• Source data:
-*-*-
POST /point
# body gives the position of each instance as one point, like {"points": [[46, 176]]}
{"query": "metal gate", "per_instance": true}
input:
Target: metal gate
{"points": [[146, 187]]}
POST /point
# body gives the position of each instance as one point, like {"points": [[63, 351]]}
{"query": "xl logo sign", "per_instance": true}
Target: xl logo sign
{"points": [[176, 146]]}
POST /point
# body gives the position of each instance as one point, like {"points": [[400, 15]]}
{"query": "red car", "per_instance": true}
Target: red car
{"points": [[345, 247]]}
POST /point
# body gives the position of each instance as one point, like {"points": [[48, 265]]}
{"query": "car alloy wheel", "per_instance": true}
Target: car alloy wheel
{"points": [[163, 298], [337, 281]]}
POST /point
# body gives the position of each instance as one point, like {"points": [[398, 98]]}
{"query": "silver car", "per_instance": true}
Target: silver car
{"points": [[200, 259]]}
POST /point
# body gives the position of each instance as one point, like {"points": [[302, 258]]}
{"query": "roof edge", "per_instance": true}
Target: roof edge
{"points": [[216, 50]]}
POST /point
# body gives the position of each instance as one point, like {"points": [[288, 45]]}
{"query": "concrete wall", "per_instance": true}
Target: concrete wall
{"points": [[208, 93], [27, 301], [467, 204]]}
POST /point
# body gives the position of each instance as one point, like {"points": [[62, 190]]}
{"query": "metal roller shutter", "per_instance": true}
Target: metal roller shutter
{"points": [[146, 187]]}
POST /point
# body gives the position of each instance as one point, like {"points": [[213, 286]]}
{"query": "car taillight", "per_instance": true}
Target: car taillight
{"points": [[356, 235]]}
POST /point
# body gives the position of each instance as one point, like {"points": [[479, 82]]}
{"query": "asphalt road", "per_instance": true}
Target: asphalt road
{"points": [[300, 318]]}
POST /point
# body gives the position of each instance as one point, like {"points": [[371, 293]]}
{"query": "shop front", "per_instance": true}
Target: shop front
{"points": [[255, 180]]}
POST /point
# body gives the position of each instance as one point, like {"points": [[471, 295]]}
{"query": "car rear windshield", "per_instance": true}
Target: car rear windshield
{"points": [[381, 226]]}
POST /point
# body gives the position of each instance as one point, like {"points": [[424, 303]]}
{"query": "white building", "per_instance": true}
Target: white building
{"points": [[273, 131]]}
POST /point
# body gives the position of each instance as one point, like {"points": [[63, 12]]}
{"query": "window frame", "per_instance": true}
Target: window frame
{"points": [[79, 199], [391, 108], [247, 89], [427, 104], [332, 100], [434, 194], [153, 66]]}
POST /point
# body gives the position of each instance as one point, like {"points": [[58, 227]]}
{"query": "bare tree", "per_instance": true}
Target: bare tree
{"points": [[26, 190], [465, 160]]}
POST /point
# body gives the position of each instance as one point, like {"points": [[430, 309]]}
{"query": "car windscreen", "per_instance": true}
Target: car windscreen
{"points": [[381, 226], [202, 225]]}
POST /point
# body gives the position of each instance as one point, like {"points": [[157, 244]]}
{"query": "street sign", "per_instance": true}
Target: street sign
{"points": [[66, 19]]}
-*-*-
• What the task requires:
Reproduce every entry above without a single alteration.

• Solution to this problem:
POST /point
# body gives the position of each instance as one point, like {"points": [[46, 176]]}
{"query": "metal gate", "per_instance": true}
input:
Target: metal gate
{"points": [[146, 187]]}
POST /point
# body gives the position of each instance as one point, like {"points": [[63, 351]]}
{"query": "xl logo sign", "per_instance": true}
Target: xl logo sign
{"points": [[176, 146]]}
POST /point
# body gives the position of each instance as one point, like {"points": [[400, 15]]}
{"query": "red car", "per_instance": true}
Target: red car
{"points": [[345, 247]]}
POST /point
# body gives the position of each instance as one point, like {"points": [[48, 265]]}
{"query": "car alloy wheel", "per_instance": true}
Target: car alloy wheel
{"points": [[163, 298], [337, 281]]}
POST /point
# body gives the position of each instance as one point, like {"points": [[398, 98]]}
{"query": "silver car", "per_instance": true}
Target: silver car
{"points": [[200, 259]]}
POST /point
# body gives the position of each instance as one point, like {"points": [[302, 258]]}
{"query": "roof edge", "per_instance": true}
Target: roof edge
{"points": [[216, 50]]}
POST /point
# body gives the position of each instance as one point, like {"points": [[288, 45]]}
{"query": "concrete wall", "per_instance": true}
Target: concrete wall
{"points": [[208, 93], [27, 301], [467, 204]]}
POST /point
# body gives the position of each instance as one point, like {"points": [[62, 190]]}
{"query": "metal roller shutter", "per_instance": true}
Target: metal roller shutter
{"points": [[146, 187]]}
POST /point
# body gives the position of each instance as one point, like {"points": [[213, 286]]}
{"query": "car taillight", "per_instance": true}
Target: car taillight
{"points": [[356, 235]]}
POST /point
# body gives the position of each instance as one point, like {"points": [[479, 82]]}
{"query": "asphalt road", "per_instance": true}
Target: asphalt road
{"points": [[300, 318]]}
POST /point
# body gives the position of each instance as one point, like {"points": [[371, 293]]}
{"query": "shop front", "per_instance": true}
Target: shop front
{"points": [[255, 180]]}
POST /point
# body gives the position of each instance as one point, like {"points": [[471, 295]]}
{"query": "car rear windshield", "per_instance": true}
Target: car rear windshield
{"points": [[381, 226]]}
POST /point
# body gives the position of each instance as one point, like {"points": [[424, 303]]}
{"query": "white building", "per_instance": true}
Target: white building
{"points": [[273, 131]]}
POST /point
# body gives the position of each instance as one point, like {"points": [[63, 12]]}
{"query": "window frame", "per_instance": true}
Target: window frame
{"points": [[79, 199], [391, 108], [247, 89], [427, 104], [332, 100], [434, 194], [153, 66]]}
POST /point
# body gives the position of each instance as one point, like {"points": [[58, 227]]}
{"query": "bare tree", "per_instance": true}
Target: bare tree
{"points": [[26, 190], [465, 160]]}
POST /point
# body gives the position of each instance as one point, like {"points": [[430, 309]]}
{"query": "car windscreen", "per_instance": true}
Target: car windscreen
{"points": [[381, 226], [202, 225]]}
POST /point
# body gives the position of each instance as one point, like {"points": [[157, 244]]}
{"query": "street sign", "per_instance": true}
Target: street sign
{"points": [[66, 19]]}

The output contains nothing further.